The request
Repeat the listing in full, preserving every character.

Material provided
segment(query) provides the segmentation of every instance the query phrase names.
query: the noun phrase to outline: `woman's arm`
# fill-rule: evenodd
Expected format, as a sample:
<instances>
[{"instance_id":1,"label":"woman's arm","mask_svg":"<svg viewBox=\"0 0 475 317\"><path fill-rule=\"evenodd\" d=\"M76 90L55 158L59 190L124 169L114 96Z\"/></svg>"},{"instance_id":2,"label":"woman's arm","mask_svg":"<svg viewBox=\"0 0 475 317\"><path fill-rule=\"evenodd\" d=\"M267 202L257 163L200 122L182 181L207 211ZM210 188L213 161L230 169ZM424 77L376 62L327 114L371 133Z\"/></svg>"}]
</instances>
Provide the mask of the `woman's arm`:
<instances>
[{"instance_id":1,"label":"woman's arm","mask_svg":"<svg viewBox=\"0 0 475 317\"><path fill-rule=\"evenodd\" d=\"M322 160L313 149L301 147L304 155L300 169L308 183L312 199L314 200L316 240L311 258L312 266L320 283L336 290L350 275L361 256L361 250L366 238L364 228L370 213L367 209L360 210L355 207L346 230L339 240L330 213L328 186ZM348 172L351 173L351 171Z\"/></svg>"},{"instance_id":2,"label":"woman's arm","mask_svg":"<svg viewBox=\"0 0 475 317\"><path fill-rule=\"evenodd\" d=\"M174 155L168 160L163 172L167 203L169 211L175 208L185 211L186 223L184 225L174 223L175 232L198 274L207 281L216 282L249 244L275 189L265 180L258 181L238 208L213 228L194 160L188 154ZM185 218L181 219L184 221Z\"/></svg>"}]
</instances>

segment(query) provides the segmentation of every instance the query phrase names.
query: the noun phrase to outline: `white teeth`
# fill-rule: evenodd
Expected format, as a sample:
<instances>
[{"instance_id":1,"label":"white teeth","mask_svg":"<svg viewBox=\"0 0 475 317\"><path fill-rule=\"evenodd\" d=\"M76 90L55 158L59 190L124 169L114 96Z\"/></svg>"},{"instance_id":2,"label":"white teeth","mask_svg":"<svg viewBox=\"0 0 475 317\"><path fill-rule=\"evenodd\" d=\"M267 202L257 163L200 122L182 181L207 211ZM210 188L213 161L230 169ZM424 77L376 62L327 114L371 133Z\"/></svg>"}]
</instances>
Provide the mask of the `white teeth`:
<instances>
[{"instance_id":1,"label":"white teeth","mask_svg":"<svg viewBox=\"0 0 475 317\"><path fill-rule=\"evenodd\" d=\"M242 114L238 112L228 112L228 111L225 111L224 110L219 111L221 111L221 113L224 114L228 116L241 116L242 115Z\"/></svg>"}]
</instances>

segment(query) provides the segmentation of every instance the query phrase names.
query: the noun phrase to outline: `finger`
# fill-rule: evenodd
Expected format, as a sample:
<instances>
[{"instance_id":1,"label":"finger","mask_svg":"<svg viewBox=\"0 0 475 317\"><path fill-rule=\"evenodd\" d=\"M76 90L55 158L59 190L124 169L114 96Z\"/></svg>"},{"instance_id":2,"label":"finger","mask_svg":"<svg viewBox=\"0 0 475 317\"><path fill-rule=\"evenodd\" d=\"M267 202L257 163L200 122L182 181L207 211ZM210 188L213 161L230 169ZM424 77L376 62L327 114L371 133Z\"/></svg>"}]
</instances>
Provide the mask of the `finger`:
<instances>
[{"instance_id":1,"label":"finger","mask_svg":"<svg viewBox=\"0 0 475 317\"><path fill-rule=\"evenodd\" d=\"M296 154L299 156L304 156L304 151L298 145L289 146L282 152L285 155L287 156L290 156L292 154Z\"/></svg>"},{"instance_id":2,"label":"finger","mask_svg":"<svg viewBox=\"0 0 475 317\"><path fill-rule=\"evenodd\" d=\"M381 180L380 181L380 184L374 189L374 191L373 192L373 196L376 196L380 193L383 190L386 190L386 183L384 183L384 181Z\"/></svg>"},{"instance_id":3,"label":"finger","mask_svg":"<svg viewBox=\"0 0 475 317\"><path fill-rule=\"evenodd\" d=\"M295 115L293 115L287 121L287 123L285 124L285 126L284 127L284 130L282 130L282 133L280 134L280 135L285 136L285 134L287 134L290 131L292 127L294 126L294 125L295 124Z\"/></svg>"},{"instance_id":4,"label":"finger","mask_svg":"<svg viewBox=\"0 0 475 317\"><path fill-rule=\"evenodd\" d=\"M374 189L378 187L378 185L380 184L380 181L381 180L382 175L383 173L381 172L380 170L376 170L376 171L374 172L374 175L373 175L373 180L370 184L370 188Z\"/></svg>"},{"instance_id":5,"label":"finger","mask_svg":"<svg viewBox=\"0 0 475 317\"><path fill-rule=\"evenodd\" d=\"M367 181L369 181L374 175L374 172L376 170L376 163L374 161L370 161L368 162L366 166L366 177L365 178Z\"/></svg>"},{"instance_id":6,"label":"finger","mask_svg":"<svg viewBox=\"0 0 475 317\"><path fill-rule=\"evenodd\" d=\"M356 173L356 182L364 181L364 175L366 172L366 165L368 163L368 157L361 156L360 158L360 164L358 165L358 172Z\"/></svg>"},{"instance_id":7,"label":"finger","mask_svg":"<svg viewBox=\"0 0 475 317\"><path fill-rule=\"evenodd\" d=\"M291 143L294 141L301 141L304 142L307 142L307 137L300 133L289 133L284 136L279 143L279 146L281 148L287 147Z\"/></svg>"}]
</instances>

Task output
segment(query) provides the segmentation of every instance the query phrase names.
query: the noun phrase to outline: `woman's arm`
# fill-rule: evenodd
Expected format, as a sample:
<instances>
[{"instance_id":1,"label":"woman's arm","mask_svg":"<svg viewBox=\"0 0 475 317\"><path fill-rule=\"evenodd\" d=\"M76 90L55 158L59 190L124 169L114 96Z\"/></svg>"},{"instance_id":2,"label":"woman's arm","mask_svg":"<svg viewBox=\"0 0 475 317\"><path fill-rule=\"evenodd\" d=\"M267 202L257 163L200 122L182 181L207 211ZM210 188L213 161L230 169ZM424 77L376 62L327 114L371 133Z\"/></svg>"}]
</instances>
Provide the mask of the `woman's arm`:
<instances>
[{"instance_id":1,"label":"woman's arm","mask_svg":"<svg viewBox=\"0 0 475 317\"><path fill-rule=\"evenodd\" d=\"M322 160L313 149L301 147L304 155L300 169L308 183L312 199L314 200L316 240L311 258L312 266L320 283L336 290L350 275L361 256L361 250L366 238L364 228L370 213L367 209L360 210L355 207L346 230L339 240L330 213L328 186ZM348 172L351 173L351 171Z\"/></svg>"},{"instance_id":2,"label":"woman's arm","mask_svg":"<svg viewBox=\"0 0 475 317\"><path fill-rule=\"evenodd\" d=\"M174 155L168 160L163 172L167 203L169 211L175 208L185 211L186 223L184 225L174 223L175 232L198 274L207 281L216 282L249 244L275 189L265 180L258 181L238 208L213 228L194 160L188 154ZM185 218L181 219L184 221Z\"/></svg>"}]
</instances>

segment(query) provides the segmentation of every instance the query phrase names.
query: the noun phrase to outline: `white teeth`
# fill-rule: evenodd
Expected format, as a sample:
<instances>
[{"instance_id":1,"label":"white teeth","mask_svg":"<svg viewBox=\"0 0 475 317\"><path fill-rule=\"evenodd\" d=\"M76 90L55 158L59 190L124 169L114 96Z\"/></svg>"},{"instance_id":2,"label":"white teeth","mask_svg":"<svg viewBox=\"0 0 475 317\"><path fill-rule=\"evenodd\" d=\"M267 202L257 163L200 122L182 181L207 211ZM210 188L213 161L230 169ZM424 77L376 62L327 114L371 133Z\"/></svg>"}]
</instances>
Provide the mask of the `white teeth`:
<instances>
[{"instance_id":1,"label":"white teeth","mask_svg":"<svg viewBox=\"0 0 475 317\"><path fill-rule=\"evenodd\" d=\"M242 114L238 112L228 112L228 111L225 111L224 110L219 111L221 111L221 113L224 114L228 116L241 116L242 115Z\"/></svg>"}]
</instances>

segment(query) provides the segmentation of every instance the query phrase names.
query: the noun phrase to outline: `finger`
# fill-rule: evenodd
Expected format, as a sample:
<instances>
[{"instance_id":1,"label":"finger","mask_svg":"<svg viewBox=\"0 0 475 317\"><path fill-rule=\"evenodd\" d=\"M76 90L55 158L59 190L124 169L114 96Z\"/></svg>"},{"instance_id":2,"label":"finger","mask_svg":"<svg viewBox=\"0 0 475 317\"><path fill-rule=\"evenodd\" d=\"M267 202L257 163L200 122L182 181L207 211ZM210 188L213 161L230 169ZM424 77L376 62L327 114L371 133Z\"/></svg>"}]
</instances>
Provide the mask of the `finger`:
<instances>
[{"instance_id":1,"label":"finger","mask_svg":"<svg viewBox=\"0 0 475 317\"><path fill-rule=\"evenodd\" d=\"M296 154L299 156L304 156L304 151L298 145L289 146L282 152L285 155L287 156L290 156L292 154Z\"/></svg>"},{"instance_id":2,"label":"finger","mask_svg":"<svg viewBox=\"0 0 475 317\"><path fill-rule=\"evenodd\" d=\"M381 180L380 181L380 184L374 189L374 191L373 192L373 196L376 196L380 193L383 190L386 190L386 183L384 183L384 181Z\"/></svg>"},{"instance_id":3,"label":"finger","mask_svg":"<svg viewBox=\"0 0 475 317\"><path fill-rule=\"evenodd\" d=\"M295 115L293 115L287 121L287 123L285 124L285 126L284 127L284 130L282 130L282 133L280 134L280 135L285 136L285 134L287 134L290 131L292 127L294 126L294 125L295 124Z\"/></svg>"},{"instance_id":4,"label":"finger","mask_svg":"<svg viewBox=\"0 0 475 317\"><path fill-rule=\"evenodd\" d=\"M374 189L378 187L378 185L380 184L380 181L381 180L382 175L383 173L381 172L380 170L376 170L376 171L374 172L374 175L373 175L373 180L370 184L370 188Z\"/></svg>"},{"instance_id":5,"label":"finger","mask_svg":"<svg viewBox=\"0 0 475 317\"><path fill-rule=\"evenodd\" d=\"M367 181L369 181L374 175L374 172L376 170L376 163L374 161L370 161L368 162L366 166L366 177L365 178Z\"/></svg>"},{"instance_id":6,"label":"finger","mask_svg":"<svg viewBox=\"0 0 475 317\"><path fill-rule=\"evenodd\" d=\"M356 173L356 182L364 181L364 175L366 172L366 165L368 163L368 157L361 156L360 158L360 164L358 165L358 172Z\"/></svg>"},{"instance_id":7,"label":"finger","mask_svg":"<svg viewBox=\"0 0 475 317\"><path fill-rule=\"evenodd\" d=\"M291 143L294 141L301 141L304 142L307 142L307 137L300 133L289 133L284 136L279 143L279 146L281 148L287 147Z\"/></svg>"}]
</instances>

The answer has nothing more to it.